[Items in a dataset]
══════

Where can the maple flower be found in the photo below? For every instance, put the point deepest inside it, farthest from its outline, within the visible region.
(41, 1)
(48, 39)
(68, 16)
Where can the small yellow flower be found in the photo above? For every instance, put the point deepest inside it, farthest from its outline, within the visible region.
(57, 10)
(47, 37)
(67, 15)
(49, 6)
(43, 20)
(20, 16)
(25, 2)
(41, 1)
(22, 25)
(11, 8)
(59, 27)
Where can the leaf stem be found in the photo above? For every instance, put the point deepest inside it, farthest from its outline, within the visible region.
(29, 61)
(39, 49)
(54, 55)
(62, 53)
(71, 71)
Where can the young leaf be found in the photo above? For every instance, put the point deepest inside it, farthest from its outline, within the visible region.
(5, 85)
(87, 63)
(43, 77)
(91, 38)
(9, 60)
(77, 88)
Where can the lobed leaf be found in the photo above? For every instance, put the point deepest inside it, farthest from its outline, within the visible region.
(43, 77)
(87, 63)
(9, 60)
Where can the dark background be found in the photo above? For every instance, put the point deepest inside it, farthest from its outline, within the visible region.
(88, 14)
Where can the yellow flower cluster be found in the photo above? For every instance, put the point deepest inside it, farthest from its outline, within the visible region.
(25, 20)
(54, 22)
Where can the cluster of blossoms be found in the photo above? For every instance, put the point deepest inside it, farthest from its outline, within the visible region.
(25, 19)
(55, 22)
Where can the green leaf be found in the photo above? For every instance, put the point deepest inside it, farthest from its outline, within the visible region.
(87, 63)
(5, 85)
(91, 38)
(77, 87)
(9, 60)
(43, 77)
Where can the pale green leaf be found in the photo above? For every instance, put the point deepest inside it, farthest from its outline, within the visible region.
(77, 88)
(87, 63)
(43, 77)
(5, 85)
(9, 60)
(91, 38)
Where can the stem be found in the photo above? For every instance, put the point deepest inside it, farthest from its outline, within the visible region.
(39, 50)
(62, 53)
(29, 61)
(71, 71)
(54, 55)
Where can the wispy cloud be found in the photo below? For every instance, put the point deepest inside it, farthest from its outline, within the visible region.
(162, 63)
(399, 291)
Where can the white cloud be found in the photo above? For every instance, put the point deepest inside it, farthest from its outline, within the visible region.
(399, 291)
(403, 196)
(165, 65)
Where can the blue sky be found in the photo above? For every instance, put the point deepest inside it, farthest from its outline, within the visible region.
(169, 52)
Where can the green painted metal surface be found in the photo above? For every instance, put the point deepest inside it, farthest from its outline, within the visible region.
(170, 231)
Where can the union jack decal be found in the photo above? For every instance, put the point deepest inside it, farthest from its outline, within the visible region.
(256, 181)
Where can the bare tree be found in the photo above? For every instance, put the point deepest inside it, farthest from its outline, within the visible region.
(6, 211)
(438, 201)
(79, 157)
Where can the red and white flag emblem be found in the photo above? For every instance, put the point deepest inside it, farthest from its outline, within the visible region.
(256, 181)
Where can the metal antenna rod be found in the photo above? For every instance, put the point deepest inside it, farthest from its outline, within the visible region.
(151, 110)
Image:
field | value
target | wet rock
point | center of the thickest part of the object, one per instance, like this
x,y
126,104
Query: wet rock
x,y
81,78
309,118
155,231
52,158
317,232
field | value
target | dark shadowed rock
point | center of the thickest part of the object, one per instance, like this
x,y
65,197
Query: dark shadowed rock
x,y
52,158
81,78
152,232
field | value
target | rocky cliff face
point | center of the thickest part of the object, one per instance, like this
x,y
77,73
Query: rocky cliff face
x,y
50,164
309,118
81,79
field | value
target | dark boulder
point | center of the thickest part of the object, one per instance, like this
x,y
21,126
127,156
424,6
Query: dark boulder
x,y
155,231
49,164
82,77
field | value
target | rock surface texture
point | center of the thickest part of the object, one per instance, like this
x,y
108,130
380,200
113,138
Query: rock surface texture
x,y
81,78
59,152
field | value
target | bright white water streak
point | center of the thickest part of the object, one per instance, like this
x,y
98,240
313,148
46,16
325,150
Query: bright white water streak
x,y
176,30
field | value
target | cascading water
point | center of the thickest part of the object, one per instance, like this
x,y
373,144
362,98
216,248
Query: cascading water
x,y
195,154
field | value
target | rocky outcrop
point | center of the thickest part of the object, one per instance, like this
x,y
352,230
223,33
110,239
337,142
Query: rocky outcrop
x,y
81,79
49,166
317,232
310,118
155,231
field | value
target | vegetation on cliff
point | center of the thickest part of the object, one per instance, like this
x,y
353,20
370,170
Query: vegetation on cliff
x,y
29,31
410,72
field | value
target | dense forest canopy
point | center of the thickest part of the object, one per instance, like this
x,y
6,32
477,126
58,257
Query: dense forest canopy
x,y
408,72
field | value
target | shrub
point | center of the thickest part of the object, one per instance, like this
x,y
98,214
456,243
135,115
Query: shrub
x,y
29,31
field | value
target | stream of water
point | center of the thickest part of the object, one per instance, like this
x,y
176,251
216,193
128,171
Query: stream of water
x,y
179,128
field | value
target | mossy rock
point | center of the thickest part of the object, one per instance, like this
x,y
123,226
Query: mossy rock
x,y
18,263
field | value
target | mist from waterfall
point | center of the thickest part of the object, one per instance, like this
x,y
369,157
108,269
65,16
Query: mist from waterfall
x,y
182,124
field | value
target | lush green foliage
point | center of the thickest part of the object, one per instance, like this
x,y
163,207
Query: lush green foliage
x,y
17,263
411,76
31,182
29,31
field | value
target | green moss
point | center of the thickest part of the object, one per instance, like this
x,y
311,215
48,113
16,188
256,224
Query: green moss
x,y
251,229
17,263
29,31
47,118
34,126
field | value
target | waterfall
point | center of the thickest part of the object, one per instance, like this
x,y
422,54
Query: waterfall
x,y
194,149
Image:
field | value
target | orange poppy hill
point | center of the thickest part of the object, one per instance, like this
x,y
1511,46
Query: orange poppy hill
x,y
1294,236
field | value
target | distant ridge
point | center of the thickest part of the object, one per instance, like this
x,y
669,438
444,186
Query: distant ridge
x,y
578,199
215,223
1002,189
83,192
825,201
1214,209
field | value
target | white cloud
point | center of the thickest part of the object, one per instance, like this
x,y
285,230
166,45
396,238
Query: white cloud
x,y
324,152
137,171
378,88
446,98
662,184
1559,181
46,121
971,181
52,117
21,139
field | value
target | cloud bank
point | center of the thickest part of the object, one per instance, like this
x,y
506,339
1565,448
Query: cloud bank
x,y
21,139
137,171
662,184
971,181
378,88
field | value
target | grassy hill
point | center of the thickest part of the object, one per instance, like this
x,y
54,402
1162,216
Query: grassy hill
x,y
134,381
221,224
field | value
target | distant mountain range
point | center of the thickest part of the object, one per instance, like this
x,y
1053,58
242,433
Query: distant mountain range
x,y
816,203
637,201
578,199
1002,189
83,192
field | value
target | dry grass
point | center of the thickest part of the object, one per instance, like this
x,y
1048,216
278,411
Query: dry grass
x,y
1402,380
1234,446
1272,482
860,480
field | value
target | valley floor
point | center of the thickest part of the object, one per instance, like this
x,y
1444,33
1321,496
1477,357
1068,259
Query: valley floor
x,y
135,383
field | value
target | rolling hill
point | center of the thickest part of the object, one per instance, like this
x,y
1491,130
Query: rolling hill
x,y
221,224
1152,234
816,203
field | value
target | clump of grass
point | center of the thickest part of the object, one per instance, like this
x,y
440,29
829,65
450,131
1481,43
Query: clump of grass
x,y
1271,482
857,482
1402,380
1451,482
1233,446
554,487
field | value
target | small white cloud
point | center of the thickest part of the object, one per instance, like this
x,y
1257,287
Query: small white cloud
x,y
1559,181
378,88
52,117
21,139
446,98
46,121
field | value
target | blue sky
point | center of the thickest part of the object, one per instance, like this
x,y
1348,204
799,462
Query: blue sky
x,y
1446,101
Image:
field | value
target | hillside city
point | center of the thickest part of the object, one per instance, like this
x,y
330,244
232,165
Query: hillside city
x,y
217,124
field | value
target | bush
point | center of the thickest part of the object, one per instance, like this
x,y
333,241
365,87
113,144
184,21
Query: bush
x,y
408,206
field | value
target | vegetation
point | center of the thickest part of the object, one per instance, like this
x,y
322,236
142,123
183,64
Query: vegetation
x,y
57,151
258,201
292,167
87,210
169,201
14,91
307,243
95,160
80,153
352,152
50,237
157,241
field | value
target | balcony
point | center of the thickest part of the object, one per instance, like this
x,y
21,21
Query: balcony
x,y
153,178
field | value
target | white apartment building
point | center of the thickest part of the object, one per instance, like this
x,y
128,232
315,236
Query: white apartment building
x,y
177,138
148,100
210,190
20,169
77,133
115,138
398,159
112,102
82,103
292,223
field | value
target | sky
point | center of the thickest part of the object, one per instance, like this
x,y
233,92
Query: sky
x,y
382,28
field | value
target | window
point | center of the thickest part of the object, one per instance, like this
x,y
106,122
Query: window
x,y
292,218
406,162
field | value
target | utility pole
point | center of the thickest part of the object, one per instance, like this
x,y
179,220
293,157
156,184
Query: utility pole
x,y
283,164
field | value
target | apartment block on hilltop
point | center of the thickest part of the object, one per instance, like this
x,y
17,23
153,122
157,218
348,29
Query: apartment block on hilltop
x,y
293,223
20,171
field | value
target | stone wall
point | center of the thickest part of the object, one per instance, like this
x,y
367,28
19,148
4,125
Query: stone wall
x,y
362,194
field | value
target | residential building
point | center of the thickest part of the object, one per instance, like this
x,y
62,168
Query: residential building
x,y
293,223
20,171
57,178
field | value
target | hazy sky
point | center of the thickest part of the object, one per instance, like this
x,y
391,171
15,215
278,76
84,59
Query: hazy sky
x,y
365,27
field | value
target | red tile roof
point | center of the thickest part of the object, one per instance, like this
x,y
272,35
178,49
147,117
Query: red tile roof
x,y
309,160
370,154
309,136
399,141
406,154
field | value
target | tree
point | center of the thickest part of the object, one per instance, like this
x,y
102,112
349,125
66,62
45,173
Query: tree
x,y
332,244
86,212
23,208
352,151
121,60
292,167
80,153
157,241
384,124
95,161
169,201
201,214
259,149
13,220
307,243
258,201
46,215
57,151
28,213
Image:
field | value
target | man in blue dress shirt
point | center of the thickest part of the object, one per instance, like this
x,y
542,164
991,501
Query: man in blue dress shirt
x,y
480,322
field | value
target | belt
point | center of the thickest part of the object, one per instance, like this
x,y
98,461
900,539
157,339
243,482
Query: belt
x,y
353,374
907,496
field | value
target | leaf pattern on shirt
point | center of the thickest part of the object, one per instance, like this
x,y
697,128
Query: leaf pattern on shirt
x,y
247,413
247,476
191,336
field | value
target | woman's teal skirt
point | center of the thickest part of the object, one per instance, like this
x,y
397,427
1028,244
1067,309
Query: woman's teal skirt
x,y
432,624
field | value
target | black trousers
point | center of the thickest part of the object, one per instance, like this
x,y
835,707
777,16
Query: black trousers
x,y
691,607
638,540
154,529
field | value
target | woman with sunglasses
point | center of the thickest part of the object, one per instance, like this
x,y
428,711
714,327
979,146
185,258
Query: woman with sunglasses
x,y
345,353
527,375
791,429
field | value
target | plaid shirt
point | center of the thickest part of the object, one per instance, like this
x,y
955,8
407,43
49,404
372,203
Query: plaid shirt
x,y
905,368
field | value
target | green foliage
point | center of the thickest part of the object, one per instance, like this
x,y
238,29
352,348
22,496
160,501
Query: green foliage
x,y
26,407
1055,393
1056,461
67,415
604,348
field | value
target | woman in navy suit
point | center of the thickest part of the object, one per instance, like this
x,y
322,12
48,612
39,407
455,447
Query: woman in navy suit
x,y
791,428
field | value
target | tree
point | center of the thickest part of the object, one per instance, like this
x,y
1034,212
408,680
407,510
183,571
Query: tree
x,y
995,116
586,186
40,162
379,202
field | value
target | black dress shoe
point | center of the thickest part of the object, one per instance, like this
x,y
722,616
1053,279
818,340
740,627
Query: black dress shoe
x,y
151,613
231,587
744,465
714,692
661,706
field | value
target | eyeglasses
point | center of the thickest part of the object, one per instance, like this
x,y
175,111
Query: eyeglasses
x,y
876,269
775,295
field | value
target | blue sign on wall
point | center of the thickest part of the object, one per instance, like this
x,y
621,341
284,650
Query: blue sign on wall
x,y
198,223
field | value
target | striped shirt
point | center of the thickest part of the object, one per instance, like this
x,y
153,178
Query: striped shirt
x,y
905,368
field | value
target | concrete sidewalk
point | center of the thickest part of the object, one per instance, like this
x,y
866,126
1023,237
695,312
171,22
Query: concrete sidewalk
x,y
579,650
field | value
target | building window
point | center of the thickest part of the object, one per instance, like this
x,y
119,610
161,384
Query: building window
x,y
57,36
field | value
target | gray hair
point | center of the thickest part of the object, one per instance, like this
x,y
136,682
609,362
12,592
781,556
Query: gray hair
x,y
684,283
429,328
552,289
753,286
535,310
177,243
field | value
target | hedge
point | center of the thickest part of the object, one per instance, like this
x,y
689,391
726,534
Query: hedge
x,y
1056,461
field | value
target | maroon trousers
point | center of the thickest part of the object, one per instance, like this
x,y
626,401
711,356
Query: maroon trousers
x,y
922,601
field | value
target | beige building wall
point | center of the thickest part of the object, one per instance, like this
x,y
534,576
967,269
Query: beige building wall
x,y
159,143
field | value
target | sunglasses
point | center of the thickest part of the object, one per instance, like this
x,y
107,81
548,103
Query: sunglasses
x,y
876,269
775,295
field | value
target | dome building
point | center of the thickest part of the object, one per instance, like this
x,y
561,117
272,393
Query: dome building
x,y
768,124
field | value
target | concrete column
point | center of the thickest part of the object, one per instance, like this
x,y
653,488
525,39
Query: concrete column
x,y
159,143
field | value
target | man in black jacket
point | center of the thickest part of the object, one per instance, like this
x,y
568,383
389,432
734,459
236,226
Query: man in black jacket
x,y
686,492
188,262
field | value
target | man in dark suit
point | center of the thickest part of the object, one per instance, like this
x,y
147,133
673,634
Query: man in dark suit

══════

**Task**
Identify each line of the entries that contains the word "sign", and copy every such line in full.

**Solved problem**
target | blue sign on wall
Query: blue sign on wall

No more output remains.